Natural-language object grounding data
------------

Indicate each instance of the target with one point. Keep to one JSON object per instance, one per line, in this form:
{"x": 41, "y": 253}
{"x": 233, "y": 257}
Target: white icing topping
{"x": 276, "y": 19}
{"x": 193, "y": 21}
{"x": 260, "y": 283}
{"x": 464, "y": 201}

------------

Task to carry out: Your answer must be an exact copy of all the entries.

Expected answer:
Indicate each instance of the target with one point. Keep to one JSON object per instance, one per line, in this form:
{"x": 41, "y": 253}
{"x": 233, "y": 257}
Target: white icing topping
{"x": 276, "y": 19}
{"x": 193, "y": 21}
{"x": 260, "y": 283}
{"x": 464, "y": 201}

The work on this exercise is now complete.